◆ TRECHO DO DOCUMENTO:
═══

Brasileiríssimo
Fonte: Pexels |
Por: Mauro Lopes Leal
Ano: 2023.
Local: uma sala de aula do ensino médio.
A professora traz várias apostilas e, com entusiasmo, fala: hoje vamos ler um conto de um famoso escritor brasileiro, Machado de Assis. Um aluno levanta o braço e pergunta: quem? A turma toda gargalha.
Vamos analisar a cena. Mas antes de tudo, isentaremos o aluno de qualquer culpabilidade com a sua “questão”? O leitor pode discordar e não irei me opor. Adianto apenas que, como esta é uma crônica, de natureza analítica/argumentativa, reafirmo o caráter puramente dialógico da mesma, na qual expresso apenas e humildemente um ponto de vista. E por que o aluno não possui culpa? “Ele não quer ler, não quer introduzir-se nos campos literários, não quer conhecer, não tem curiosidade”. Sim, tal observação, feita por algum leitor mais enérgico do JD, tem relativa fundamentação, mas não é este o ponto que busco defender aqui. Em verdade, posso até reafirmar a inocência de um aluno que faz tal pergunta. E daqui quero iniciar a minha observação, que pode ser contestada a todo momento e por qualquer um. Aceito críticas e reavaliações. Só não imposições raivosas.

═══

◆ DADOS LISTADOS:
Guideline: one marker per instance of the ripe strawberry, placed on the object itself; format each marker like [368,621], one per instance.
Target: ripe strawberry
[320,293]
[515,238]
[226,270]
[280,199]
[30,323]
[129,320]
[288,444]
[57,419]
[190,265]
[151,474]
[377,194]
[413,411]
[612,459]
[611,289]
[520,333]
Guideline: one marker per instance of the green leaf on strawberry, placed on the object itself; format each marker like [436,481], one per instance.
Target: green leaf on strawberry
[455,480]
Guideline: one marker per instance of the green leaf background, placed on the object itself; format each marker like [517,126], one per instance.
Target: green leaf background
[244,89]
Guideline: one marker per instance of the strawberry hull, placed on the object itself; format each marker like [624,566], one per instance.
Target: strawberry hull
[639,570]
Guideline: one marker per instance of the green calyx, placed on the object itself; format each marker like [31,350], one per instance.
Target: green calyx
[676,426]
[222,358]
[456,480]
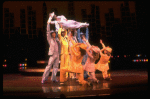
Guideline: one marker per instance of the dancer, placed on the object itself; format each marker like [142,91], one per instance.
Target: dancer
[73,34]
[54,51]
[102,65]
[62,35]
[78,50]
[80,37]
[93,55]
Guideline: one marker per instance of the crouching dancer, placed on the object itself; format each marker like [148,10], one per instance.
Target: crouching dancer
[54,52]
[103,65]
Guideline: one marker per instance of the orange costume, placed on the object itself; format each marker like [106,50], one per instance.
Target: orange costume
[64,49]
[75,64]
[103,65]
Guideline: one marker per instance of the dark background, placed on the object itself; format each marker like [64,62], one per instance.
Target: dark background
[18,47]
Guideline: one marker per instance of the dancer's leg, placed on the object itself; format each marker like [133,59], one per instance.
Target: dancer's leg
[48,68]
[55,68]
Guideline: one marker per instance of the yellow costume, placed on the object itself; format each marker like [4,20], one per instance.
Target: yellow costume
[64,49]
[75,65]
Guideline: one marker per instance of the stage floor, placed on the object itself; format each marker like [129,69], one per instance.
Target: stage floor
[124,83]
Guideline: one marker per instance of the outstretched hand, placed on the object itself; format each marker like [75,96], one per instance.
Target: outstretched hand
[83,38]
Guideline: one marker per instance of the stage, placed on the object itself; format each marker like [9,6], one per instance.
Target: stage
[124,83]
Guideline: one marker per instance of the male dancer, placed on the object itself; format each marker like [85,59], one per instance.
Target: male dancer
[54,51]
[73,35]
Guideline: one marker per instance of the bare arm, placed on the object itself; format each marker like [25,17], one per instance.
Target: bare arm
[87,42]
[48,34]
[75,52]
[59,33]
[102,43]
[88,52]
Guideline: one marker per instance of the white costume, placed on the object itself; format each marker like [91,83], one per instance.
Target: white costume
[71,24]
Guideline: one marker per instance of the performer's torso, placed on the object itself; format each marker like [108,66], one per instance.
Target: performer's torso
[104,59]
[64,45]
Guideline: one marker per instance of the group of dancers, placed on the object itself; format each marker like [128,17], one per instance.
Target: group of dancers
[77,55]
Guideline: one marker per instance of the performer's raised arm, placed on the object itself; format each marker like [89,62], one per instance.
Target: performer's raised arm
[59,33]
[88,52]
[48,33]
[86,41]
[78,35]
[87,33]
[102,43]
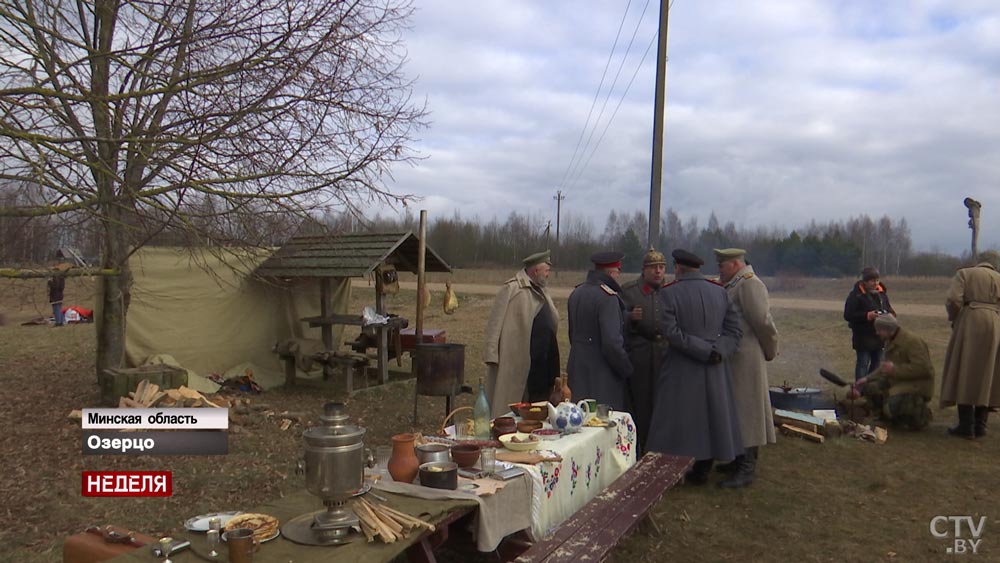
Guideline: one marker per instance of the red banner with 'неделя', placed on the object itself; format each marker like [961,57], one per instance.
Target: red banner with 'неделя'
[127,484]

═══

◆ O QUE SE PEDE: Por favor, transcreva a crônica acima por inteiro, sem mudar nada. Os dados foram tirados de outra fonte.

◆ RESPOSTA AO EXERCÍCIO:
Brasileiríssimo
Fonte: Pexels |
Por: Mauro Lopes Leal
Ano: 2023.
Local: uma sala de aula do ensino médio.
A professora traz várias apostilas e, com entusiasmo, fala: hoje vamos ler um conto de um famoso escritor brasileiro, Machado de Assis. Um aluno levanta o braço e pergunta: quem? A turma toda gargalha.
Vamos analisar a cena. Mas antes de tudo, isentaremos o aluno de qualquer culpabilidade com a sua “questão”? O leitor pode discordar e não irei me opor. Adianto apenas que, como esta é uma crônica, de natureza analítica/argumentativa, reafirmo o caráter puramente dialógico da mesma, na qual expresso apenas e humildemente um ponto de vista. E por que o aluno não possui culpa? “Ele não quer ler, não quer introduzir-se nos campos literários, não quer conhecer, não tem curiosidade”. Sim, tal observação, feita por algum leitor mais enérgico do JD, tem relativa fundamentação, mas não é este o ponto que busco defender aqui. Em verdade, posso até reafirmar a inocência de um aluno que faz tal pergunta. E daqui quero iniciar a minha observação, que pode ser contestada a todo momento e por qualquer um. Aceito críticas e reavaliações. Só não imposições raivosas.